● **WHAT YOU WILL DO**
[1] In the text about executives punished for off-duty conduct, by what percentage did KB Home's board cut Jeffrey Mezger's bonus for the current year?
[2] Translate this sentence from the text about executives punished for off-duty conduct into Spanish: "Whether an employee’s misconduct happens through words or personal actions, shareholders and the public alike take notice."
[3] Proceed with the text about executives punished for off-duty conduct, picking up after its last sentence.

● **EXCERPTED TEXT**
Time and again, situations arise in the public eye that should serve as a warning to all employees, especially senior executives. One of those warnings: What you do (and say) in your free time is not always your business.

One recent example occurred last week, when television broadcasting company CBS fired its then-senior legal executive, Hayley Geftman-Gold, after she commented on Facebook in response to the Las Vegas massacre that she is “actually not even sympathetic [because] country music fans often are Republican gun toters.” Geftman-Gold later apologized for what she said was an “indefensible post,” but not before CBS fired her for violating the company’s standards.

Geftman-Gold’s firing was the second incident in less than a week in which a senior executive made headlines, and was consequently punished, for inappropriate behavior. In the second incident, KB Home CEO Jeffrey Mezger was caught on an audio recording spewing a profanity-laden rant against his neighbor, television comedian Kathy Griffin. Griffin and her boyfriend instigated the rant by calling police in the early evening hours of a Saturday night, lodging a complaint against Mezger’s young grandchildren for making too much noise while playing in the pool.

Whether an employee’s misconduct happens through words or personal actions, shareholders and the public alike take notice.

Justifiable or not, Mezger’s anger contained some colorful comments that reflected poorly on the company, prompting its board of directors to immediately respond accordingly. In a securities filing, KB Home’s board issued the following statement: “Jeffrey Mezger has always conducted himself in a professional manner during his tenure at KB Home. He has been a very effective CEO and a great leader for the company. Mr. Mezger has the full and complete confidence of the board. However, Mr. Mezger’s recent behavior in his personal dealings with a neighbor is unacceptable and a negative reflection on KB Home.” Consequently, the board reduced Mezger’s bonus payment for the current year by 25 percent. Additionally, the board warned Mezger “that if in the future there is any similar incident, he will be dismissed.”

Geftman-Gold and Mezger are just the latest in a long line of executives to have faced serious consequences for their personal actions outside the workplace. Many of these complaints continue to surround claims of sexual harassment and for promoting a toxic work culture, such as those against Uber CEO Travis Kalanick and most recently SoFI CEO Mike Cagney, who resigned in September.

● **RECORDED INFORMATION**
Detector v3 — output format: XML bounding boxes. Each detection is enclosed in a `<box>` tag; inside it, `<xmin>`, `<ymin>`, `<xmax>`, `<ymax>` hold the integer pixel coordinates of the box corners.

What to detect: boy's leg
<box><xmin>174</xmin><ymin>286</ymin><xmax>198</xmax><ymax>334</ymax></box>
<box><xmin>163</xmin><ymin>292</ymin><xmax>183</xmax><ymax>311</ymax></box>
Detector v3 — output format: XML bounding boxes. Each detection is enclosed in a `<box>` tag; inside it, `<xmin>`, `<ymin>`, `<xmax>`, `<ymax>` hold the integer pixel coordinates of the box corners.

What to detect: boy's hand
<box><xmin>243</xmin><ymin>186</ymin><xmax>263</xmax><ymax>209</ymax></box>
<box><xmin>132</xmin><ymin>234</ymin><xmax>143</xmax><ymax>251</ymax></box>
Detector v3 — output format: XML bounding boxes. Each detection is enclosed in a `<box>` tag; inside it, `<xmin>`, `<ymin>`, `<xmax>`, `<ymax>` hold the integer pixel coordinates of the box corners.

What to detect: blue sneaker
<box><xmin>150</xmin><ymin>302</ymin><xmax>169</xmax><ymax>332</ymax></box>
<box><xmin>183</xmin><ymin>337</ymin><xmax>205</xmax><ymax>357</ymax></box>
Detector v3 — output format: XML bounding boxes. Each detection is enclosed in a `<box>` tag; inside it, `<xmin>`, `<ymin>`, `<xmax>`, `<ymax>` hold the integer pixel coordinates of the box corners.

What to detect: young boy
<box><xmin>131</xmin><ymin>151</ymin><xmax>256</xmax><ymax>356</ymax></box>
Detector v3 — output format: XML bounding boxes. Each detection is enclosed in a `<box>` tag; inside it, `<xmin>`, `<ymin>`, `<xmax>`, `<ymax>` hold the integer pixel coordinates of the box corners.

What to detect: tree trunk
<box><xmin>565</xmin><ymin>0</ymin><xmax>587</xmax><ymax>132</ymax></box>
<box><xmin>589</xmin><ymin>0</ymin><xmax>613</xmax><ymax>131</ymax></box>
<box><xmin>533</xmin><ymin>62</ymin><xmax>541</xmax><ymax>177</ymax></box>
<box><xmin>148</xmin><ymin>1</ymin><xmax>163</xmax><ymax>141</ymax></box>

--

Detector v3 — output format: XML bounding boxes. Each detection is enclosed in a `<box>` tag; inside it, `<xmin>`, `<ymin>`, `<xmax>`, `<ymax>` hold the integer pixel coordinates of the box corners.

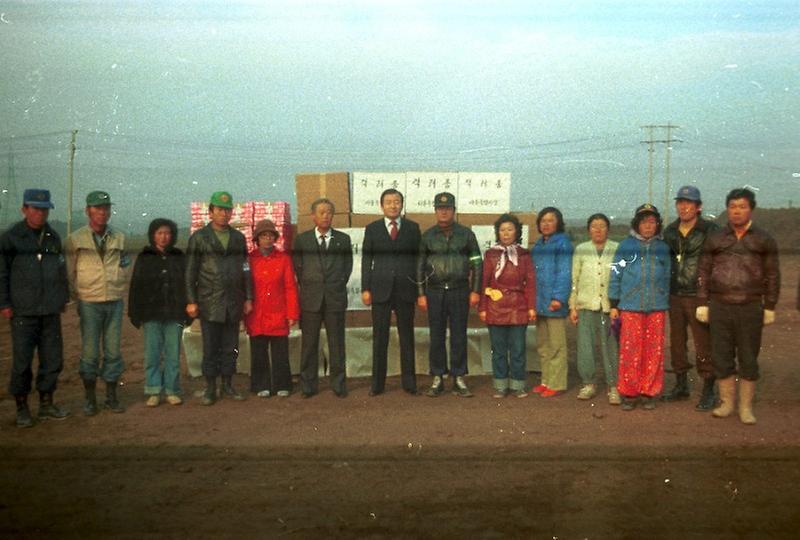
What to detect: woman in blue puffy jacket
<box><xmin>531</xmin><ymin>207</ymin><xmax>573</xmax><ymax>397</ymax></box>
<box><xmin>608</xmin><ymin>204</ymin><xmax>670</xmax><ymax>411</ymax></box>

● **ANSWERS**
[1] 25 percent

[2] Ya sea que la mala conducta de un empleado se manifieste en palabras o en acciones personales, tanto los accionistas como el público lo notan.

[3]
In other instances, an employee’s physical behavior can be the cause of an individual’s professional demise, and not just in professional sports. One example of this was the case of Desmond Hague, CEO of food and beverage company Centerplate, who resigned after being caught on an elevator camera abusing a dog that was in his care.

Whether an employee’s misconduct happens through words or personal actions, shareholders and the public alike take notice. In fact, in a recent nationwide public perception survey of 1,554 individuals conducted by the Rock Center for Corporate Governance at Stanford University, 45 percent of respondents agreed that CEOs should be fired for unethical behavior. Although respondents cited violations of trust between company and customer as the most egregious ethical violation, the public was also quite critical of CEOs who engage in immoral or questionable behavior. The survey goes on to list numerous scenarios of CEO misconduct and ranks how they are perceived in the public eye.

Prudent ethics and compliance officers should review the Stanford University survey and further consider keeping a file of media clippings as tangible examples of all the unfortunate ways employees can place themselves in a bad spot for bad behavior. Such real-life examples—especially when reenacted through face-to-face or online training—are a valuable (and free) resource to use as educational material for employees and serve as simple reminders of why it is so important to act carefully, rather than react carelessly, in a situation that provokes strong emotions.